• **GIVEN EXERCISE**: Pull out every line of the entries below that contains the string "walkway", and copy each one unchanged.

# # # # # # #

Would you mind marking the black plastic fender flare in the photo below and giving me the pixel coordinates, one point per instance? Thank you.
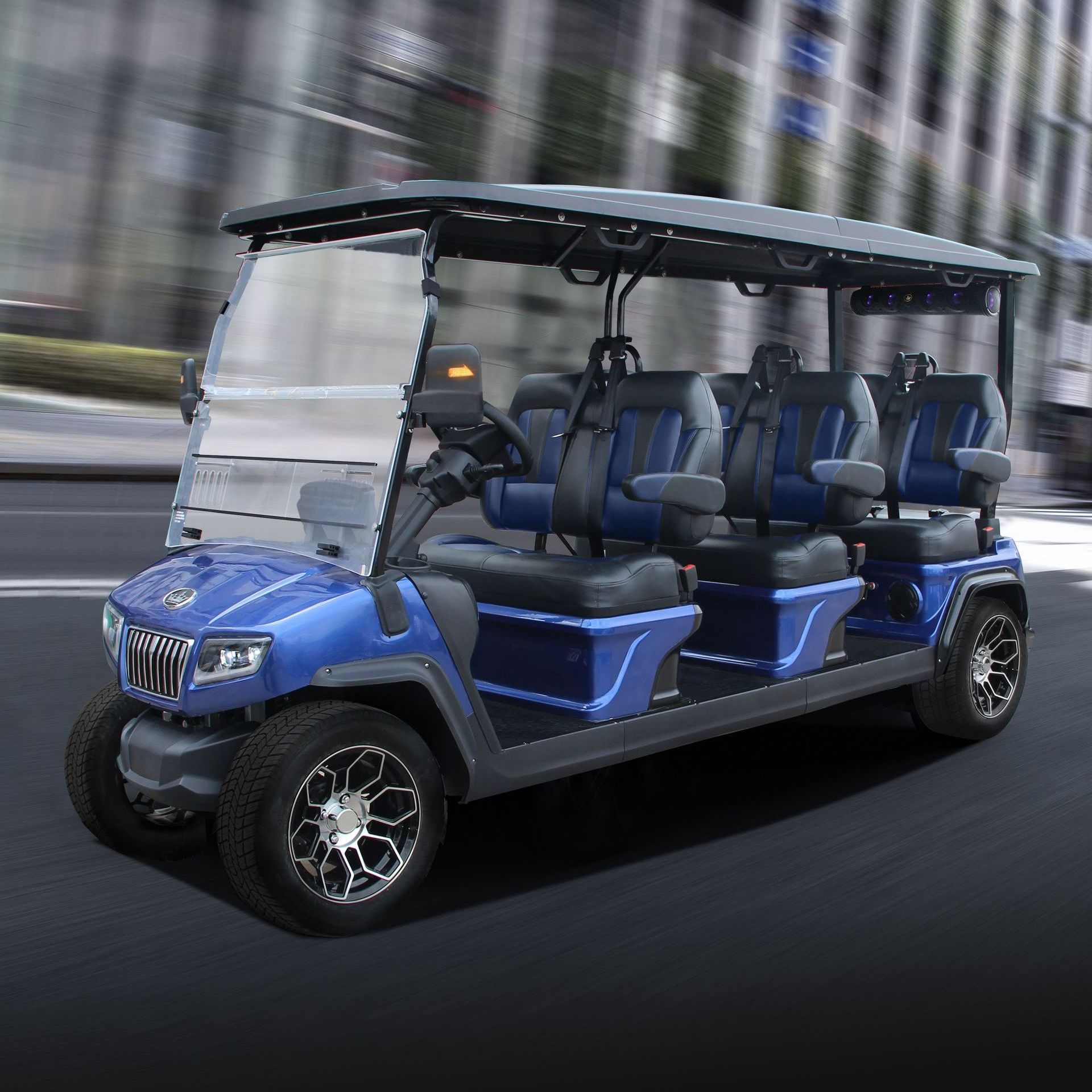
(969, 588)
(466, 737)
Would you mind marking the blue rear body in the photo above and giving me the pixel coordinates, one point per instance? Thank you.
(778, 632)
(591, 669)
(935, 585)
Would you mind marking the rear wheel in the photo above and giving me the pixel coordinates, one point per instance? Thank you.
(978, 695)
(330, 815)
(109, 807)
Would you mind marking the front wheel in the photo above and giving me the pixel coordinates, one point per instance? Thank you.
(978, 695)
(330, 815)
(109, 807)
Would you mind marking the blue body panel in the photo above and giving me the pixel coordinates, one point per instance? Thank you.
(935, 586)
(317, 614)
(771, 631)
(591, 669)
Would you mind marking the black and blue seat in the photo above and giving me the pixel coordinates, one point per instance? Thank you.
(801, 452)
(942, 446)
(599, 635)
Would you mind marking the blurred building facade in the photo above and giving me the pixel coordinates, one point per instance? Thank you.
(127, 127)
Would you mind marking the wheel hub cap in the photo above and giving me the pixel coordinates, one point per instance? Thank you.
(995, 665)
(354, 824)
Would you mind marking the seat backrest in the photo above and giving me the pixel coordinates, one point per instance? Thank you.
(824, 415)
(540, 408)
(889, 419)
(950, 410)
(664, 422)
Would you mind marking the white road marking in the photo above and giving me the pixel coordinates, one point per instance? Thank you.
(92, 512)
(76, 588)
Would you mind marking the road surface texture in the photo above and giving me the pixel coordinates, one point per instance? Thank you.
(833, 898)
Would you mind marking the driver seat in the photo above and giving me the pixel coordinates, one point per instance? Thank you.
(663, 423)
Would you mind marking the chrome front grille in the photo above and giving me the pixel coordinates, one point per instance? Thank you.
(155, 662)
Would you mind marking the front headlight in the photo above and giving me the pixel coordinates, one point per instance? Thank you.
(231, 657)
(111, 630)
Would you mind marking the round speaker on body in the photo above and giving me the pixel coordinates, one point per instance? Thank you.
(903, 601)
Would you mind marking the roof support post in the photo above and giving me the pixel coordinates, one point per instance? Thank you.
(1006, 342)
(835, 329)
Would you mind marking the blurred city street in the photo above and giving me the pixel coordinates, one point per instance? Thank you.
(838, 897)
(841, 883)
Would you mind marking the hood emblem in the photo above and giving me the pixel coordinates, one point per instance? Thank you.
(179, 598)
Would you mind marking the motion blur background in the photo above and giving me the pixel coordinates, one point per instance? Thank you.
(819, 898)
(128, 127)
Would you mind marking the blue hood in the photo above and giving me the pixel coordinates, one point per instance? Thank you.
(237, 589)
(317, 614)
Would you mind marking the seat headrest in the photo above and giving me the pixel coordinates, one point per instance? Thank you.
(957, 387)
(727, 387)
(685, 391)
(845, 389)
(554, 390)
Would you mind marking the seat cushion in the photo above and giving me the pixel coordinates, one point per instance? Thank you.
(777, 561)
(920, 542)
(585, 588)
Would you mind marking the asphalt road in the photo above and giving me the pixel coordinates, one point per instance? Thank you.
(830, 898)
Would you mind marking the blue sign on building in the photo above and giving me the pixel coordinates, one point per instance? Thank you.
(802, 117)
(809, 53)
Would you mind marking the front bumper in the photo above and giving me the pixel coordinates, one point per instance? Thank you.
(175, 766)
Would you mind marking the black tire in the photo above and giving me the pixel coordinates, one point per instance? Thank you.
(269, 778)
(947, 706)
(97, 790)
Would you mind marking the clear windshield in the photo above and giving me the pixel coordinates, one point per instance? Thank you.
(304, 387)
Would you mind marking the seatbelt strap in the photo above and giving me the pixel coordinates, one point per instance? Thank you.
(601, 451)
(770, 426)
(755, 380)
(592, 376)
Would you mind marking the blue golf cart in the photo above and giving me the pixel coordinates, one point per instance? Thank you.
(312, 674)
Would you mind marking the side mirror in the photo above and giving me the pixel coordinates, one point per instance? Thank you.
(451, 396)
(191, 394)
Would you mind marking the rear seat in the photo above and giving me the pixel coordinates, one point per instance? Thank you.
(824, 416)
(942, 445)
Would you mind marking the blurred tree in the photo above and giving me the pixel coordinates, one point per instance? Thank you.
(452, 123)
(973, 216)
(1085, 304)
(924, 186)
(709, 163)
(582, 127)
(797, 173)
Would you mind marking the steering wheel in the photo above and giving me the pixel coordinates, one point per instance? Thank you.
(512, 434)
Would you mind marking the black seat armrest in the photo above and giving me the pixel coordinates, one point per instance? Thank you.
(700, 494)
(861, 478)
(993, 466)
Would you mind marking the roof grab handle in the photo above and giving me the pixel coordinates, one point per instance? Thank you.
(745, 289)
(657, 253)
(806, 264)
(957, 280)
(573, 279)
(569, 247)
(609, 244)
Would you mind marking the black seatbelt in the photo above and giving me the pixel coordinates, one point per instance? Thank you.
(783, 369)
(755, 379)
(896, 377)
(601, 450)
(592, 376)
(891, 472)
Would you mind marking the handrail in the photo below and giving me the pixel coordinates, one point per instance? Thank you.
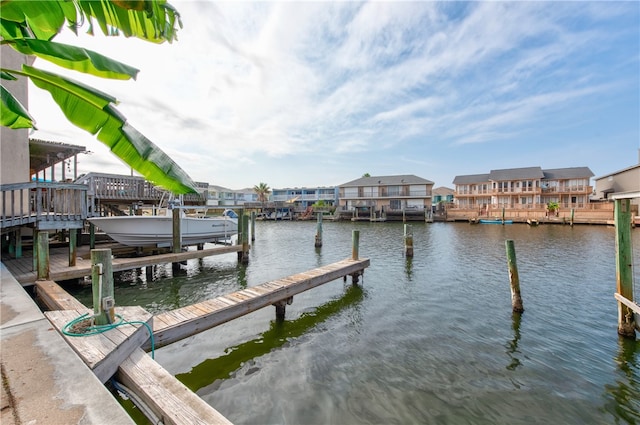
(46, 205)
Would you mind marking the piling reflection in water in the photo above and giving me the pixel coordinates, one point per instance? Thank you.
(279, 333)
(431, 339)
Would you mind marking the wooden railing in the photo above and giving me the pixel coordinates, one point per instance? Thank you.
(44, 205)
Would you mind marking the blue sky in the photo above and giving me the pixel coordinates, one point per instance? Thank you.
(299, 94)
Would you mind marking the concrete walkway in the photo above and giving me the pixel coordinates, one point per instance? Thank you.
(43, 380)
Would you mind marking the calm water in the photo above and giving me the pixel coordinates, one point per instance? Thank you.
(427, 340)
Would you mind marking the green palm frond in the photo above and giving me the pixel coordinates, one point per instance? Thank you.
(29, 27)
(94, 111)
(12, 113)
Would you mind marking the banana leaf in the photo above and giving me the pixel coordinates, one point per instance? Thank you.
(76, 58)
(12, 113)
(94, 111)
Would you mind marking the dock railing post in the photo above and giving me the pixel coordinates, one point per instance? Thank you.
(514, 279)
(624, 266)
(318, 243)
(408, 240)
(43, 255)
(102, 286)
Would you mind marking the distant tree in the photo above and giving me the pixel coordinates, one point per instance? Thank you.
(262, 190)
(29, 27)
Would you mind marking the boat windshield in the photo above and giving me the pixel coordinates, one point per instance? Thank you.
(230, 214)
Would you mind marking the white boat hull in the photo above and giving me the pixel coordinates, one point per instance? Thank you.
(158, 230)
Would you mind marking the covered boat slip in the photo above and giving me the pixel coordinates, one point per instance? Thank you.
(23, 269)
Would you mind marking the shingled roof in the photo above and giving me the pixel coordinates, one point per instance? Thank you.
(534, 173)
(568, 173)
(387, 181)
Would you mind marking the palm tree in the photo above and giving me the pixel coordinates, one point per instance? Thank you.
(30, 26)
(262, 190)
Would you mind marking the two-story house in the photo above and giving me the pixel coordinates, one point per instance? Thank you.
(523, 188)
(382, 194)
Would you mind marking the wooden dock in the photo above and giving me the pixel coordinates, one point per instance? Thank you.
(59, 269)
(169, 400)
(174, 325)
(122, 352)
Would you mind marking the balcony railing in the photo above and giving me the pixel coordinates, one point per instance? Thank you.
(388, 194)
(43, 205)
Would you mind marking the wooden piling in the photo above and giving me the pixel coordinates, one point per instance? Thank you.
(177, 233)
(318, 243)
(245, 238)
(92, 235)
(102, 286)
(253, 226)
(624, 265)
(408, 240)
(355, 244)
(43, 256)
(573, 211)
(514, 280)
(73, 248)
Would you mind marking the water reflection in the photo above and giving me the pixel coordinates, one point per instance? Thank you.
(210, 371)
(623, 397)
(512, 346)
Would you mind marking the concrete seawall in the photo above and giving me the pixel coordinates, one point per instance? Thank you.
(43, 380)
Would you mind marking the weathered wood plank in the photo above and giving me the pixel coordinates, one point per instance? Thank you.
(165, 395)
(104, 352)
(168, 397)
(230, 306)
(56, 298)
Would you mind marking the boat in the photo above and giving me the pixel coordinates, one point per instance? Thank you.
(495, 221)
(157, 230)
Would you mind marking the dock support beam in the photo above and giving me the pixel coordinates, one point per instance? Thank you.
(624, 266)
(408, 240)
(73, 247)
(514, 279)
(42, 255)
(177, 232)
(281, 307)
(102, 286)
(318, 243)
(253, 226)
(243, 237)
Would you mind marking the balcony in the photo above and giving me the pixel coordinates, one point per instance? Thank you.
(44, 206)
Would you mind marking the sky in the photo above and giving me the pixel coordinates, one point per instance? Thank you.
(307, 94)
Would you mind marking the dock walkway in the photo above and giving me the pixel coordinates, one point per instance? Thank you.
(174, 325)
(44, 381)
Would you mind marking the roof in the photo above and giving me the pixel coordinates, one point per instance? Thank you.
(568, 173)
(387, 181)
(534, 173)
(44, 154)
(471, 178)
(443, 191)
(624, 170)
(516, 174)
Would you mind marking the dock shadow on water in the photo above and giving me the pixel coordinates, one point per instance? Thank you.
(208, 374)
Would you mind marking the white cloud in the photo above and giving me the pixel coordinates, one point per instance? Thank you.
(253, 85)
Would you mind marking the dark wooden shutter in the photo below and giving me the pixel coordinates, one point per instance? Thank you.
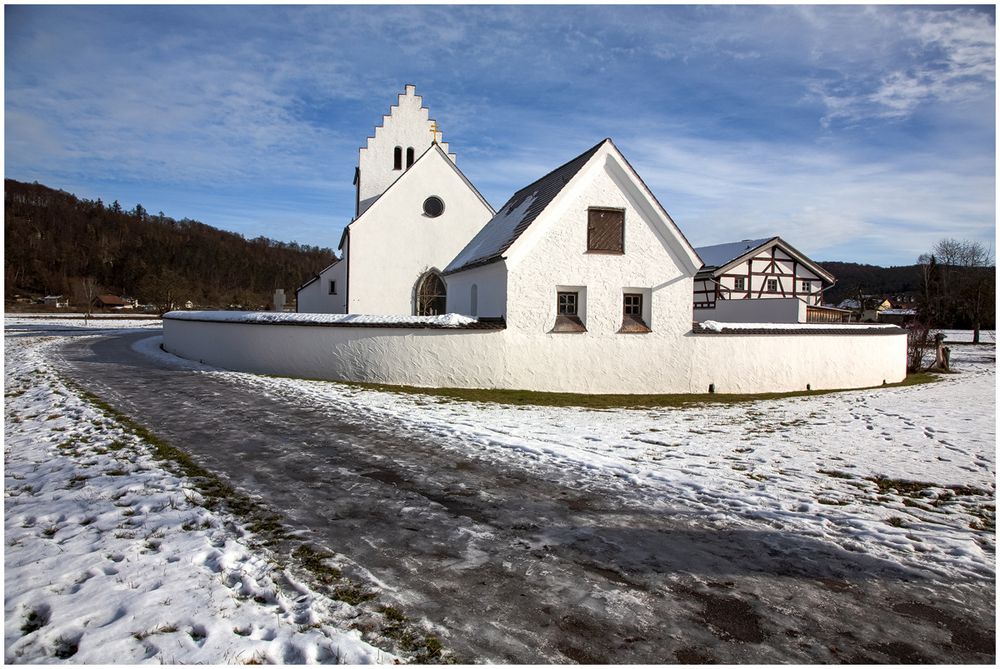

# # # # # # #

• **TASK SOLUTION**:
Would you mind marking the concrete walkway in the photo above and giving me the pixel coordinates, one point per instance? Thank you.
Would you mind marking the dock walkway in the photo above and giving me the pixel coordinates, one point per instance? Thank you.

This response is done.